» **Excerpted text**
========================================
If bat bright and alert, leave milk bottle top/jam jar lid with a few drops of each of these fluids in container
- Artist’s paintbrush
Canned Cat or dog food, especially the jelly part, mashed into a fine paste.
Offer to the bat to lick from the tip of an artist’s paintbrush or eye dropper
Frequency and Quantity:
- Quantity depends on time of year and size/age of bat but roughly 2-8g of food per day
An orphaned, un-weaned neonate/juvenile may need to be fed every 2 hours
An adult bat can be fed once after dark
Leave tiny amount of food in bottle top in container but hand feeding will be necessary initially
Short Term Temporary Baby Bat (Pup) Care
Same as for adult bat, see above
Same as for adult bat, see above
These emergency feeding instructions are only good for the 24-hour period it might take you to get the orphan to a licensed rehabilitator.
- Artist’s paintbrush
Rehydration solution and milk suggestions:
Milk formula – 3.5 ounces (100ml) of canned Meyenberg evaporated goats milk mixed with 2 scoops (8.6g each) Similac® Go & Grow, Soy-Based Powder reconstituted as prescribed by the manufactures directions using filtered water.
Another alternative for a temporary milk formula is Canin Baby Dog Formula reconstituted as prescribed by the manufacture directions using filtered water.
Note: A 24 hour feeding of rehydration solution is fine if milk replacement is difficult to obtain.
Rehydration solution – “1 pinch of sugar and 1 pinch of salt in 1 cup of warm water”
All feeds should be lukewarm
Allow to rest between feeds, only handle for feeding
WARNING – Never put a pup away with milk on its face or body. Doing so will result in eye infections and/or skin infections that may result in death.
========================================
» **Supplied information**
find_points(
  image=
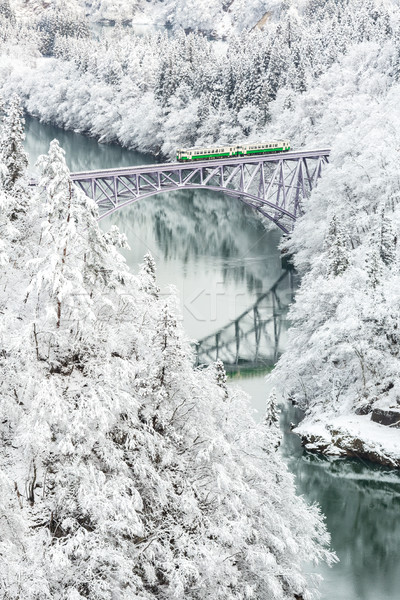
========================================
» **What you have to do**
Continue the bat care instructions from their last line. The data has nothing to do with the bat care instructions.

» **Output of the exercise**
DANGER – Aspiration Pneumonia – inhaling fluid into the lungs
If a bubble of liquid appears at the nose or the pup starts sneezing or shaking its head, stop feeding immediately and tilt the head down to allow any fluid to drain out. Dab with tissue, take a break, and then start again very slowly
- Use rehydration solution for the first few feeds while you and the pup get used to feeding
Hold the pup on its belly with its head slightly lowered whilst feeding
Always feed patiently, slowly and gently
Try to get the pup to lick/suck the fluids slowly rather than guzzling
Take to vet for antibiotics and other respiratory drugs if pup inhales fluids and starts coughing for any long period of time, breathing heavily or breathing with mouth open
- In general offer as much as they will take, they will stop when they’re full.
Never feed an animal so much fluid that its tummy becomes hard and distended.
- If pup has no fur, feed 8 times per day
A fully furred pup can be fed 4 times per day
If they are unwilling to wake up and feed, extend the gap between feeds by ½ hour
- Rinse all utensils before each feeding.
After use, dismantle feeding equipment and clean thoroughly in warm soapy water, rinse, then place in a bowl of sterilizing solution.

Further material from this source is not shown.